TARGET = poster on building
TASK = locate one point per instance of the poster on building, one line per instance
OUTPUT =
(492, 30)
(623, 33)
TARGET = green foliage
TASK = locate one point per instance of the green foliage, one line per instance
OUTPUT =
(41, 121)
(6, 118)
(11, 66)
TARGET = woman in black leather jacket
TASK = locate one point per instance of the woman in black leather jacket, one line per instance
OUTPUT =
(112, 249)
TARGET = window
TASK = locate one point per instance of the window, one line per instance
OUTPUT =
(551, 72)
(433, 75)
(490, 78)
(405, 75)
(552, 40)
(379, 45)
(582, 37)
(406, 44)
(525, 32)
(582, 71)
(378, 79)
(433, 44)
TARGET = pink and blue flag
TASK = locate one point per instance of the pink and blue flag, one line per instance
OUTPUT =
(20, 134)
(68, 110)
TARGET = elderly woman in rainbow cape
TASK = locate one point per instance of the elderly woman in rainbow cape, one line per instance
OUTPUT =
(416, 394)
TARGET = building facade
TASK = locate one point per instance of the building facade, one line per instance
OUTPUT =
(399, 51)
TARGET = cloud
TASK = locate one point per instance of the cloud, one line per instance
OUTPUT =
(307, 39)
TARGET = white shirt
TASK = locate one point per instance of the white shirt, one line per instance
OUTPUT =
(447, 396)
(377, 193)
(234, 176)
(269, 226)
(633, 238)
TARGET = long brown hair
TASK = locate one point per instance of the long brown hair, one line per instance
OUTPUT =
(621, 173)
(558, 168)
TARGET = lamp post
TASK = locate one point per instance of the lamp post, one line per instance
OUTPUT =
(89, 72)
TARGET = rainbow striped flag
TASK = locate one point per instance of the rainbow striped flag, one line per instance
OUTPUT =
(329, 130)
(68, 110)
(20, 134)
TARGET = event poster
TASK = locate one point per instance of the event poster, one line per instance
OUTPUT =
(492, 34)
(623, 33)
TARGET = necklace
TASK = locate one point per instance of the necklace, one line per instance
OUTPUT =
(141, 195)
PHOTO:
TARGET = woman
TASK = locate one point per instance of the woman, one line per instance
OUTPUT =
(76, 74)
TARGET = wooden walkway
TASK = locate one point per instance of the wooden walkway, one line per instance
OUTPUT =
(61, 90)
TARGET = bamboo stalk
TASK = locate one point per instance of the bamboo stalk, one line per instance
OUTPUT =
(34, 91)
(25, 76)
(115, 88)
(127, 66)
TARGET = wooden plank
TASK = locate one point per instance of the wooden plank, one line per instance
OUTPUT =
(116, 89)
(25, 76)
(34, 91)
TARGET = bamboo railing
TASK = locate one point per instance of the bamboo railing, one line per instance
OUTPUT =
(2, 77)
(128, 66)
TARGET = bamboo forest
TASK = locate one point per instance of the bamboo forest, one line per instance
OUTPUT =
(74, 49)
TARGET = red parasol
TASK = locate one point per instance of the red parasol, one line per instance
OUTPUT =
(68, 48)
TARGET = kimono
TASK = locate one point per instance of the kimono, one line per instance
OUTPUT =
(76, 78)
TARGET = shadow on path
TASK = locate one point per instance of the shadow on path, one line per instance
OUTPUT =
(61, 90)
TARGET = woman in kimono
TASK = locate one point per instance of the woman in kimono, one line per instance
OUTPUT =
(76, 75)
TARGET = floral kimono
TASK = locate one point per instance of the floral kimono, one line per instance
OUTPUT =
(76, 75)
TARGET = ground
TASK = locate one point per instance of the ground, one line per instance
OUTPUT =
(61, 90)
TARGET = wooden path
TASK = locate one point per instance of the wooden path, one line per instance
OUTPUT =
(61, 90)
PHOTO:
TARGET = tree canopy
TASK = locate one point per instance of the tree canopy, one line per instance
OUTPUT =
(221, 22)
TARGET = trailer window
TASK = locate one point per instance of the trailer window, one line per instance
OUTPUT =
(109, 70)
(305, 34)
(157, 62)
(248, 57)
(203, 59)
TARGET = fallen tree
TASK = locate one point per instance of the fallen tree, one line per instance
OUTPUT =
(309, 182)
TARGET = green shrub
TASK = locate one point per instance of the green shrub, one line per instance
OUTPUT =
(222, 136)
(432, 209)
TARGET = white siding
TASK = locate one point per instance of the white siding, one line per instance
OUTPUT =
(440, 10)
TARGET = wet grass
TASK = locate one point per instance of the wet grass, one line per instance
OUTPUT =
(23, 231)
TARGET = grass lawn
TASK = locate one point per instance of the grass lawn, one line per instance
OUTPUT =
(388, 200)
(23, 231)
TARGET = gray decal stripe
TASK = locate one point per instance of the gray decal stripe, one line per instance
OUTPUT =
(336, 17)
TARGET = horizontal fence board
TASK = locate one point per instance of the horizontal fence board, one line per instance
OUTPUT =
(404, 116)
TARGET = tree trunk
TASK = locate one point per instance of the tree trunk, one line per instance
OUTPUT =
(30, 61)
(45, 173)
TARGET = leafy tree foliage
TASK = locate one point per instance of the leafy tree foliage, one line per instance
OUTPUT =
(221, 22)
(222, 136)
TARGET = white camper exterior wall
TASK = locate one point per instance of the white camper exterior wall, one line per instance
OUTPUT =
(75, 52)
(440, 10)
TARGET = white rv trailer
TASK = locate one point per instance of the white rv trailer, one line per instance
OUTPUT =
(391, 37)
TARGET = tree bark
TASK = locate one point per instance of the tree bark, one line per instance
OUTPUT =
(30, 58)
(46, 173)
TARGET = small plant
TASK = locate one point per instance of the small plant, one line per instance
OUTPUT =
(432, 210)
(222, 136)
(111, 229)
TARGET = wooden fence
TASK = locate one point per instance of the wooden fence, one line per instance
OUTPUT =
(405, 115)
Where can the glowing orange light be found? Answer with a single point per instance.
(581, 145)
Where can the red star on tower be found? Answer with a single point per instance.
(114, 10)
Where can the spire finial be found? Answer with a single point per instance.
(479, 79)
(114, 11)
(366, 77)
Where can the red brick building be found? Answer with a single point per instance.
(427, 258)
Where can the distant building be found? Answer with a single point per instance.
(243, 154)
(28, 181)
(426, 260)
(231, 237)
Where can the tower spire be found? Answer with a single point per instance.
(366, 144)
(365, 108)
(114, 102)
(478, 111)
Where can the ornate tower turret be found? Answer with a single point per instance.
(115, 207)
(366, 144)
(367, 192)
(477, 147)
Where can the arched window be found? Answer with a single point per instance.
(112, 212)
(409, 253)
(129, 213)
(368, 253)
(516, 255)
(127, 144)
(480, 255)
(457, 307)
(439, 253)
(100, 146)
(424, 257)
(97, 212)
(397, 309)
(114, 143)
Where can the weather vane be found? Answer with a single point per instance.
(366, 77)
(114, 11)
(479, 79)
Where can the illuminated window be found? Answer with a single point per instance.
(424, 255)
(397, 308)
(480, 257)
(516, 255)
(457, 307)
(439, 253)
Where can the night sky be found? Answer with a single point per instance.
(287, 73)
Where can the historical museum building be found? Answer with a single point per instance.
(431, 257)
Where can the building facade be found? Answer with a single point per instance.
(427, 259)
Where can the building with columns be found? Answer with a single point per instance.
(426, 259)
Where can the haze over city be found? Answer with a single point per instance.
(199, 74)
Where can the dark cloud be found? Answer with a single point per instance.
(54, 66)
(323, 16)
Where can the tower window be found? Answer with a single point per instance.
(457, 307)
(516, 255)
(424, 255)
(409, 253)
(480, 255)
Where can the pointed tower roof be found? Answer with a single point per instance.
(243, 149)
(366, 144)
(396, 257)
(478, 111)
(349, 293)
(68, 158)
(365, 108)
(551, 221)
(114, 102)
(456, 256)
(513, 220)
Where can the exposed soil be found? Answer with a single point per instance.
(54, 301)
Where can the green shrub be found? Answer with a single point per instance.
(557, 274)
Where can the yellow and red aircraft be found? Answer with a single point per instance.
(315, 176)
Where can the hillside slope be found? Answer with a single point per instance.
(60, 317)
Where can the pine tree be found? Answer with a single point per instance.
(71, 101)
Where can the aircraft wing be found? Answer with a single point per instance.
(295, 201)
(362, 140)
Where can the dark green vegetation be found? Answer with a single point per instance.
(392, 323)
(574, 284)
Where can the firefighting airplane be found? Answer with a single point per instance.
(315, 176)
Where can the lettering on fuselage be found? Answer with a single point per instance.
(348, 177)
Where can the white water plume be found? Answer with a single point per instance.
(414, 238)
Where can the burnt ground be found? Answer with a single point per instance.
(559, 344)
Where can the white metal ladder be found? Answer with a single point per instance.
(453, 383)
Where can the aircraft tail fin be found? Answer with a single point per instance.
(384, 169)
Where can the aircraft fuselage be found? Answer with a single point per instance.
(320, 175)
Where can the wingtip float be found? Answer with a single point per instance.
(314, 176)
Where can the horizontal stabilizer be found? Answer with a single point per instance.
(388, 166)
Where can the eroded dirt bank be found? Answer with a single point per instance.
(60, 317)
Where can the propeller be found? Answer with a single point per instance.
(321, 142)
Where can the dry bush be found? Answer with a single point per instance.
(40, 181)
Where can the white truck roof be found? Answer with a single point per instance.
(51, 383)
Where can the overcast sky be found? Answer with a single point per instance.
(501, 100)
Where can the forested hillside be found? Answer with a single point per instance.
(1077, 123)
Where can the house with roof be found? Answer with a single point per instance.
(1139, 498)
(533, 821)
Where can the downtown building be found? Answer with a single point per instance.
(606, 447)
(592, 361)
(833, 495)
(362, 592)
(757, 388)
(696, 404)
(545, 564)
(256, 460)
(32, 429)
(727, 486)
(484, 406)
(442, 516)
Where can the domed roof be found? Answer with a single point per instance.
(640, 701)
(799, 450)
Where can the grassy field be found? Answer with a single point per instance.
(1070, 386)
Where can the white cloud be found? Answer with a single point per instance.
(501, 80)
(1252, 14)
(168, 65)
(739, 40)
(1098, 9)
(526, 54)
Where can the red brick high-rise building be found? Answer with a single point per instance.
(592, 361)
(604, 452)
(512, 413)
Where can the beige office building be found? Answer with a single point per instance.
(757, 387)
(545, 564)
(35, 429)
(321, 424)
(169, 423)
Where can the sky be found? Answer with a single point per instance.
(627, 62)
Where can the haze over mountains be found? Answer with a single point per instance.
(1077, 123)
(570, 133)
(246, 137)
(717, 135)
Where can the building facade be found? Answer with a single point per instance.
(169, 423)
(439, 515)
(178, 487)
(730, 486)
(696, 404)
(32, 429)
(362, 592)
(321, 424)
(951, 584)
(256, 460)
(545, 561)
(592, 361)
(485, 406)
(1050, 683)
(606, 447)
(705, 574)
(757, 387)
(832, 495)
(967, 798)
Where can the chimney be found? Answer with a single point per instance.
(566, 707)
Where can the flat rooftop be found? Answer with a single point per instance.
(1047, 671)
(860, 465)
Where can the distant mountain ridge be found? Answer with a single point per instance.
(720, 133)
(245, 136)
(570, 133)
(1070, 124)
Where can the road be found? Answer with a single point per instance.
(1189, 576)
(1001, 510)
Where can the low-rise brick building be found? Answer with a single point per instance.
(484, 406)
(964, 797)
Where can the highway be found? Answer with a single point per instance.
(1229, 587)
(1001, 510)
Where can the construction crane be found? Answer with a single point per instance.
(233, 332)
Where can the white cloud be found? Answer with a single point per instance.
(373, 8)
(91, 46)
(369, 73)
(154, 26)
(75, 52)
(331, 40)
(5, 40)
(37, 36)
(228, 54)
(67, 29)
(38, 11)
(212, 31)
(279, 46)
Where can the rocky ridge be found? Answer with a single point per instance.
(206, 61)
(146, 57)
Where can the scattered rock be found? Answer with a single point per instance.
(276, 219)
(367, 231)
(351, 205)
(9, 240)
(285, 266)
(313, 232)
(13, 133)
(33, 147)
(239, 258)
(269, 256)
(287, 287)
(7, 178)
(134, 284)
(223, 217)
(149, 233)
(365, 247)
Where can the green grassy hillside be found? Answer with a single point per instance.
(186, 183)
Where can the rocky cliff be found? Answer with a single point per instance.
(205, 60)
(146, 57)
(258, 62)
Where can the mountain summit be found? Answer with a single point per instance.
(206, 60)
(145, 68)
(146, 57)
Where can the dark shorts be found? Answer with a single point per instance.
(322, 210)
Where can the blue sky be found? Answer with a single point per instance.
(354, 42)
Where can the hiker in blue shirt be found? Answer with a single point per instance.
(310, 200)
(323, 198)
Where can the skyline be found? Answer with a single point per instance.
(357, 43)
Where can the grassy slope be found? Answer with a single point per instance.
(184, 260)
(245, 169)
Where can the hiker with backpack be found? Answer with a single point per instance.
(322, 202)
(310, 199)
==============================
PROBLEM TO SOLVE:
A line counts if it includes the string "small". State how many such lines the entries have, with no other text.

SOLVED PROBLEM:
2